**** Excerpted records ****

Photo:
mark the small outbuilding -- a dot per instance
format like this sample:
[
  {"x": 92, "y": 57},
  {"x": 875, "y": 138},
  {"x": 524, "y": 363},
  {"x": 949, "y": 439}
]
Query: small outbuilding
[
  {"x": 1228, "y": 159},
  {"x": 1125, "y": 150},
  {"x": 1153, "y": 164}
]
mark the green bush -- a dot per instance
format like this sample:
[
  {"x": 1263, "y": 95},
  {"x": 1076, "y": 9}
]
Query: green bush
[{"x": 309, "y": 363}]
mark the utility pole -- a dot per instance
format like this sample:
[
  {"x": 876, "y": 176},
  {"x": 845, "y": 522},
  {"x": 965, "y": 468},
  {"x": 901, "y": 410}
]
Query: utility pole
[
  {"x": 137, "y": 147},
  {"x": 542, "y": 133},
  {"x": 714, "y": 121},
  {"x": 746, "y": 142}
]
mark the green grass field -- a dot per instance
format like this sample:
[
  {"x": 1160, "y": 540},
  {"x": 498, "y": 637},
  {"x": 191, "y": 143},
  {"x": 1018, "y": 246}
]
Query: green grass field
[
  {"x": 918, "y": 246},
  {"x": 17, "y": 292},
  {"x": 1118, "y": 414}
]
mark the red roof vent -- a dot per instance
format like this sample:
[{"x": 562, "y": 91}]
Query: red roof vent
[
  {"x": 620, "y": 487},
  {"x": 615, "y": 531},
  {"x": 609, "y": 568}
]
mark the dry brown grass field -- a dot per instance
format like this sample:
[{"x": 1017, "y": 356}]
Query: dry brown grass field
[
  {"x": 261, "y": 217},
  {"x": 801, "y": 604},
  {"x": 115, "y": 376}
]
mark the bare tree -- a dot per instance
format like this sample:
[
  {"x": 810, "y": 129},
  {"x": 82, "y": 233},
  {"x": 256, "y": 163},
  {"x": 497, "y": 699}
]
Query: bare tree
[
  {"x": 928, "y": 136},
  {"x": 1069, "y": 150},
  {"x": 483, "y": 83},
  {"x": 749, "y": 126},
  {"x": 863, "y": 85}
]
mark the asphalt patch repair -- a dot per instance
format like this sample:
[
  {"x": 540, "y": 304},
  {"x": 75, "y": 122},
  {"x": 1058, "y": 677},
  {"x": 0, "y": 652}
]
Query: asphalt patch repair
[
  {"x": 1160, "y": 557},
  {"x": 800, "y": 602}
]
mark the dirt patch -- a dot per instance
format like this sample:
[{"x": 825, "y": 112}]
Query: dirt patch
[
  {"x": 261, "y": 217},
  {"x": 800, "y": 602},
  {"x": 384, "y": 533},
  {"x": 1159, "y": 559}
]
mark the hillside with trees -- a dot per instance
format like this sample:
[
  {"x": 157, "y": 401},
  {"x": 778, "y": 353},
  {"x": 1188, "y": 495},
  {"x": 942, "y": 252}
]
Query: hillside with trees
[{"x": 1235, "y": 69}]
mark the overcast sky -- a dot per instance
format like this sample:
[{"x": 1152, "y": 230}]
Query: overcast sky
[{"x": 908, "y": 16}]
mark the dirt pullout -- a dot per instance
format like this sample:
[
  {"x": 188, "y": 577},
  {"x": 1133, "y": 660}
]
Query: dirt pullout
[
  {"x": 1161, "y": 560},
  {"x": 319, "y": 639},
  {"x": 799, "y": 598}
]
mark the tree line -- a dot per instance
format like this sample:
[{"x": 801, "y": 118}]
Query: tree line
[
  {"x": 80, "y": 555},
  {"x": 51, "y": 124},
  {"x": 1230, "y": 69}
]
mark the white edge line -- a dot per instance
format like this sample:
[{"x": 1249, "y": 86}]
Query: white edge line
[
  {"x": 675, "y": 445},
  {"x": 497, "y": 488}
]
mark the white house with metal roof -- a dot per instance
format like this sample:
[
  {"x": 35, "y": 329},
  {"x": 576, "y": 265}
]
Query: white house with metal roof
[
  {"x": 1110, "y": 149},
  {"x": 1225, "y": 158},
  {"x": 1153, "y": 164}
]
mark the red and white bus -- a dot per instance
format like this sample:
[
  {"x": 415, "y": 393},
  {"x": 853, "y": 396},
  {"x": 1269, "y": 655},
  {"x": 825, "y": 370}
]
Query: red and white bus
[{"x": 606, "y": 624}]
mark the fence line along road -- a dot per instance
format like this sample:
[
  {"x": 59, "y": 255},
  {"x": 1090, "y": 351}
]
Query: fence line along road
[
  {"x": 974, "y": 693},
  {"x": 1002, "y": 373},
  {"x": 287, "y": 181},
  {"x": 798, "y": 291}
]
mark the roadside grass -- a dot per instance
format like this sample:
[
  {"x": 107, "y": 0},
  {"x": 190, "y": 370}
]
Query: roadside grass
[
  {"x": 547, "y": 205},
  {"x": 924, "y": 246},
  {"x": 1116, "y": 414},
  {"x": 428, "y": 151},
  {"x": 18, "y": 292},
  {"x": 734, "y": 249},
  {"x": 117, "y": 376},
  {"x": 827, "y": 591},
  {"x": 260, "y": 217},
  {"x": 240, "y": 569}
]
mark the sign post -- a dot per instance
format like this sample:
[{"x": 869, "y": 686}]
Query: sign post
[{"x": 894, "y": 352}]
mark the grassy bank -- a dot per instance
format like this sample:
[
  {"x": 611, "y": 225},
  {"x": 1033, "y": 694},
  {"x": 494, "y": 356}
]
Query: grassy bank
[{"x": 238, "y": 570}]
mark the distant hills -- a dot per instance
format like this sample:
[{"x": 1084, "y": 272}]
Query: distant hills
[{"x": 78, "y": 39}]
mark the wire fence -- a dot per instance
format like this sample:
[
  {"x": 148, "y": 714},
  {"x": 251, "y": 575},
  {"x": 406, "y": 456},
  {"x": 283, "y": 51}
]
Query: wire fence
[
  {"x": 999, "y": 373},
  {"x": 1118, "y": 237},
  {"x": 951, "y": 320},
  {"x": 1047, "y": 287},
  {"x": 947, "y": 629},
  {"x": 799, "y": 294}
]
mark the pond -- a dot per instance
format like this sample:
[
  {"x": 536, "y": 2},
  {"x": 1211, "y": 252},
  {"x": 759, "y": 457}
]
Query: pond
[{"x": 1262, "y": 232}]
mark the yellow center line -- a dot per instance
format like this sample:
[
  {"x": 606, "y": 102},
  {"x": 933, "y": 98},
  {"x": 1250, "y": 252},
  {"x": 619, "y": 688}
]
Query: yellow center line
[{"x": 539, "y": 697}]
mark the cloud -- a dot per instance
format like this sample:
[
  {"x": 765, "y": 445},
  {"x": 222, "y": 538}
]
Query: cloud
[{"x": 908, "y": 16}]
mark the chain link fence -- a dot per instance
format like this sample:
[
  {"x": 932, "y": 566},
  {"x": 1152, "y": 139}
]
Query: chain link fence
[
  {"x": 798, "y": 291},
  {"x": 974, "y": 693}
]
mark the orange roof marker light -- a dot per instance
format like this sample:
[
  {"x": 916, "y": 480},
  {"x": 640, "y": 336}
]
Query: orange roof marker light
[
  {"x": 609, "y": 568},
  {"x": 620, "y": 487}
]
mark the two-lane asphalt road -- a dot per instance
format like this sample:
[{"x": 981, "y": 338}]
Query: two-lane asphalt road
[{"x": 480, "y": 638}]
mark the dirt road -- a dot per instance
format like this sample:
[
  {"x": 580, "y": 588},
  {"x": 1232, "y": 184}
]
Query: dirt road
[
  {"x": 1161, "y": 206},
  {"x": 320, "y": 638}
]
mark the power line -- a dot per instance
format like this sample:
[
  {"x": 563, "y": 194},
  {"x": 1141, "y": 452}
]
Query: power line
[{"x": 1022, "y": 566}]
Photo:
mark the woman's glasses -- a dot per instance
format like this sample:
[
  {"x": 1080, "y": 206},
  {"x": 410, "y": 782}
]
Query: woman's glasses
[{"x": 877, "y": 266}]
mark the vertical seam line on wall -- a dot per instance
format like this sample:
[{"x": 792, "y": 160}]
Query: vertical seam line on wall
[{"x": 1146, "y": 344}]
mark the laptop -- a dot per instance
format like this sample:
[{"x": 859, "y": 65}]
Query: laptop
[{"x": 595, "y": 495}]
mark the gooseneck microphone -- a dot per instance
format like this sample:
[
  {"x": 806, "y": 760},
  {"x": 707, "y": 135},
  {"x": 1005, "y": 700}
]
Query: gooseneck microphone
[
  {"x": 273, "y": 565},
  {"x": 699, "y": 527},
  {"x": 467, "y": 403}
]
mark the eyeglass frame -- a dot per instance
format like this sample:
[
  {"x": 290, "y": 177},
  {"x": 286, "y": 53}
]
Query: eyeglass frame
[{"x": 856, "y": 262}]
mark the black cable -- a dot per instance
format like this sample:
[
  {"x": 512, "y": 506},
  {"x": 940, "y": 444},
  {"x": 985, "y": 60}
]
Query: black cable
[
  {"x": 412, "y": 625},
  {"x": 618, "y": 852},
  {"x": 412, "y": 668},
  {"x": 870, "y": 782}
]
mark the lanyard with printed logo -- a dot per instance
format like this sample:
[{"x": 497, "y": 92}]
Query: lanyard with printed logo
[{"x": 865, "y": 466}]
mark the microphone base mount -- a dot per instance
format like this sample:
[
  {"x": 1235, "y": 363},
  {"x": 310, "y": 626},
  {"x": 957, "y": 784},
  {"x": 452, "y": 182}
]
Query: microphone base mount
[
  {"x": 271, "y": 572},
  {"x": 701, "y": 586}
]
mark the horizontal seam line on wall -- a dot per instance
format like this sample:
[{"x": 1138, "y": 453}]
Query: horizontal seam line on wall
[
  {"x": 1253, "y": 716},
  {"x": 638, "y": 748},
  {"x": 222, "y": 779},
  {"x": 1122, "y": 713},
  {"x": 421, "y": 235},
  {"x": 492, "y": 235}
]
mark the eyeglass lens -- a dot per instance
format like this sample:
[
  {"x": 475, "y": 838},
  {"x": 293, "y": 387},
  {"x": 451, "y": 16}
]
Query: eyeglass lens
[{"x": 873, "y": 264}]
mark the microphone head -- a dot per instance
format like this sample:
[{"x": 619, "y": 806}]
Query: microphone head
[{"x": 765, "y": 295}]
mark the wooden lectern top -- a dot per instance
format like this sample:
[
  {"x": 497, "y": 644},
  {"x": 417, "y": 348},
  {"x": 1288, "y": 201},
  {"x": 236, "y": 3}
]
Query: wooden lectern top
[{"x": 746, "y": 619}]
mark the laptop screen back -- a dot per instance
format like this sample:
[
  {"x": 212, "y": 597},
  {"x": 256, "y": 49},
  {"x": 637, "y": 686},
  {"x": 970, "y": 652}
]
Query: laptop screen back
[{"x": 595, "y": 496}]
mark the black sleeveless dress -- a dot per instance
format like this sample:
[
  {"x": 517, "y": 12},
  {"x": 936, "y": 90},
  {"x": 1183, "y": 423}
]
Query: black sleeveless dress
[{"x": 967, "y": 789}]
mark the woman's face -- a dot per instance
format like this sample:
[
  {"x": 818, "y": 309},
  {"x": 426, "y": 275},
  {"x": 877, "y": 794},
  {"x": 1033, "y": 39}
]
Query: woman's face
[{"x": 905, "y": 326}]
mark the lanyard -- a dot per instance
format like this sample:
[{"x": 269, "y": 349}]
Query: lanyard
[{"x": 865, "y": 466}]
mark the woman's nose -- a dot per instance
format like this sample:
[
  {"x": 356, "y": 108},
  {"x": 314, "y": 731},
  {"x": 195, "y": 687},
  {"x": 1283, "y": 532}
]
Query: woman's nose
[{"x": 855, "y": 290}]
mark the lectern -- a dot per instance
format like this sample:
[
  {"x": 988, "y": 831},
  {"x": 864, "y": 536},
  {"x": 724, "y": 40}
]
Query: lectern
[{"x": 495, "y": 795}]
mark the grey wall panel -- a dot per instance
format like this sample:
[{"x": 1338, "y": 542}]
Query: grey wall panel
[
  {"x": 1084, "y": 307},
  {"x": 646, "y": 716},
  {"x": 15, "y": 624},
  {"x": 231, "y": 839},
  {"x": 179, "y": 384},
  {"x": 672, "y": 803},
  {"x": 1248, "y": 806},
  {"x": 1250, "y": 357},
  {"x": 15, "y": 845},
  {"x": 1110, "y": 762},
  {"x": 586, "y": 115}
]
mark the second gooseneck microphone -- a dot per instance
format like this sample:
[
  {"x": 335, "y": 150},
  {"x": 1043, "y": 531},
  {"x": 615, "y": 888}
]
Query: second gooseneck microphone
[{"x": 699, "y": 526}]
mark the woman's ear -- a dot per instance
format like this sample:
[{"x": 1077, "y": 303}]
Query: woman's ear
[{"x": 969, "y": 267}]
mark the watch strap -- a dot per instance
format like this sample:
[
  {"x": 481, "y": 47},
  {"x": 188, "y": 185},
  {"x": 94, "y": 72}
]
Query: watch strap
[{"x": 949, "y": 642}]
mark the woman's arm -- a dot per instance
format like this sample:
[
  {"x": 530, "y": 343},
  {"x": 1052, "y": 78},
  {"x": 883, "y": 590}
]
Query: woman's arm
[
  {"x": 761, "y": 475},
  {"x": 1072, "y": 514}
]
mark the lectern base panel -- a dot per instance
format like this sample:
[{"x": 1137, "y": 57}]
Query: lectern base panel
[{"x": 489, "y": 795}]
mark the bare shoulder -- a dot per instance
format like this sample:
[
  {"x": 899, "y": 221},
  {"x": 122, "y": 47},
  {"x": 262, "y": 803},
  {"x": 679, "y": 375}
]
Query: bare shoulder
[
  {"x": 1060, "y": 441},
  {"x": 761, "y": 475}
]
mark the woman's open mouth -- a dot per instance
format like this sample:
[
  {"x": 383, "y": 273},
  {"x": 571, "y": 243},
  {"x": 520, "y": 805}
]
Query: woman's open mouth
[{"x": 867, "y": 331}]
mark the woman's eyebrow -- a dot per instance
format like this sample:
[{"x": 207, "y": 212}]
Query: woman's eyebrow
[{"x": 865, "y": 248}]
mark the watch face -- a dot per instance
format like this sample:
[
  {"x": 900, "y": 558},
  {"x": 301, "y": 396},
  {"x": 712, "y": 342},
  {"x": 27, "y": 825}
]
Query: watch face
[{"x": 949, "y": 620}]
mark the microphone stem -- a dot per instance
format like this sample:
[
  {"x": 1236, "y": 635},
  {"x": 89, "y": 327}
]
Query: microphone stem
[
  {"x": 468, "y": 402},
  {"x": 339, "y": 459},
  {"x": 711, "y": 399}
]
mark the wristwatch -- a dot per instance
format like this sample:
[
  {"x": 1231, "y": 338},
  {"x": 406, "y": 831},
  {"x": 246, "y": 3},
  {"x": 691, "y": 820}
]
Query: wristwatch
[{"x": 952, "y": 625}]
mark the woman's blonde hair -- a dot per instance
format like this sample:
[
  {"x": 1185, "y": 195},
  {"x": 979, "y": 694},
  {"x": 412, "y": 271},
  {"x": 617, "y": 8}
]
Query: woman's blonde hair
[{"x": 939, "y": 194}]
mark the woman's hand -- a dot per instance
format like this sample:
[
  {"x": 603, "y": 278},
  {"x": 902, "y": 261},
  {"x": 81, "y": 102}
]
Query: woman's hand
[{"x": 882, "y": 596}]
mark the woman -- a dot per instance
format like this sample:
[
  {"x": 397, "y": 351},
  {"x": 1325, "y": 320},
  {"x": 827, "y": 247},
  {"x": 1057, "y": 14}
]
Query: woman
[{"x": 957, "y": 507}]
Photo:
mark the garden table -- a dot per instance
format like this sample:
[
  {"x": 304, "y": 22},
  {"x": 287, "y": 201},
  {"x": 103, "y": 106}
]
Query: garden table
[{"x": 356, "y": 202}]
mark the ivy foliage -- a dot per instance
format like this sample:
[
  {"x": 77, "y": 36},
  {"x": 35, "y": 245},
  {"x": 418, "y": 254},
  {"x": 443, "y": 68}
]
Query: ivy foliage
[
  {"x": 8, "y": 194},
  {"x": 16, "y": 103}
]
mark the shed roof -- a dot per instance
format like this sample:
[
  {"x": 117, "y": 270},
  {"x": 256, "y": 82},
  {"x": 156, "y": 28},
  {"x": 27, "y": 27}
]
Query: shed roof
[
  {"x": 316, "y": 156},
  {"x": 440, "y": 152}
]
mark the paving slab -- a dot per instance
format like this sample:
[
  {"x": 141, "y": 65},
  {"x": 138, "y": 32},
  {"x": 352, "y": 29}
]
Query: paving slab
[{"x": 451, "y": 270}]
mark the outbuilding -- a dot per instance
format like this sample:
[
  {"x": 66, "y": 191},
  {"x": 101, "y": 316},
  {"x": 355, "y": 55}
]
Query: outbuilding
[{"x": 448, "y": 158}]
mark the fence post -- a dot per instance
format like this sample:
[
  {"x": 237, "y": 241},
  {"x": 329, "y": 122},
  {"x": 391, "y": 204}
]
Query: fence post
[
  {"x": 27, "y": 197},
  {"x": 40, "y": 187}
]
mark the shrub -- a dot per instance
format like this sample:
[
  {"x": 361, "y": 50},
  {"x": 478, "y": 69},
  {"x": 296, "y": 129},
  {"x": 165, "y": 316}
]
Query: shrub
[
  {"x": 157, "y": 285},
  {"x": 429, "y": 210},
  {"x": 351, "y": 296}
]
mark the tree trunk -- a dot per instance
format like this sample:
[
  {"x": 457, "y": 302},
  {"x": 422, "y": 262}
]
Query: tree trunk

****

▸ Directions for this task
The lines to quote run from the one containing "mark the ivy foliage -- a dot per instance" through the final line of the material above; please give them exactly, both ends included, and nothing else.

▸ Response to this task
mark the ivy foliage -- a dot per instance
format like this sample:
[
  {"x": 77, "y": 36},
  {"x": 35, "y": 245},
  {"x": 418, "y": 254},
  {"x": 443, "y": 68}
]
Query: ivy foliage
[
  {"x": 8, "y": 194},
  {"x": 16, "y": 103}
]
mark the shed roof -- a dot per instance
format like this sample:
[
  {"x": 117, "y": 270},
  {"x": 256, "y": 82},
  {"x": 156, "y": 28},
  {"x": 27, "y": 27}
]
Query: shed roof
[
  {"x": 316, "y": 156},
  {"x": 440, "y": 152}
]
mark the paving slab -- a dot per instance
format like this sample:
[
  {"x": 141, "y": 65},
  {"x": 138, "y": 32},
  {"x": 352, "y": 29}
]
Query: paving slab
[{"x": 451, "y": 270}]
mark the outbuilding -- a dot per instance
format like this sample:
[
  {"x": 66, "y": 191},
  {"x": 101, "y": 316},
  {"x": 355, "y": 55}
]
Query: outbuilding
[{"x": 448, "y": 158}]
mark the fence post -- a dot per instance
format like this sample:
[
  {"x": 237, "y": 241},
  {"x": 329, "y": 122},
  {"x": 391, "y": 204}
]
Query: fence post
[
  {"x": 27, "y": 197},
  {"x": 40, "y": 187}
]
mark the shrub -- a dot per instance
format like this sample:
[
  {"x": 361, "y": 50},
  {"x": 478, "y": 69},
  {"x": 296, "y": 129},
  {"x": 165, "y": 316}
]
Query: shrub
[
  {"x": 157, "y": 285},
  {"x": 429, "y": 210},
  {"x": 351, "y": 296}
]
mark the tree trunk -- a dot per instance
format like this sample:
[
  {"x": 457, "y": 302},
  {"x": 422, "y": 262}
]
Query: tree trunk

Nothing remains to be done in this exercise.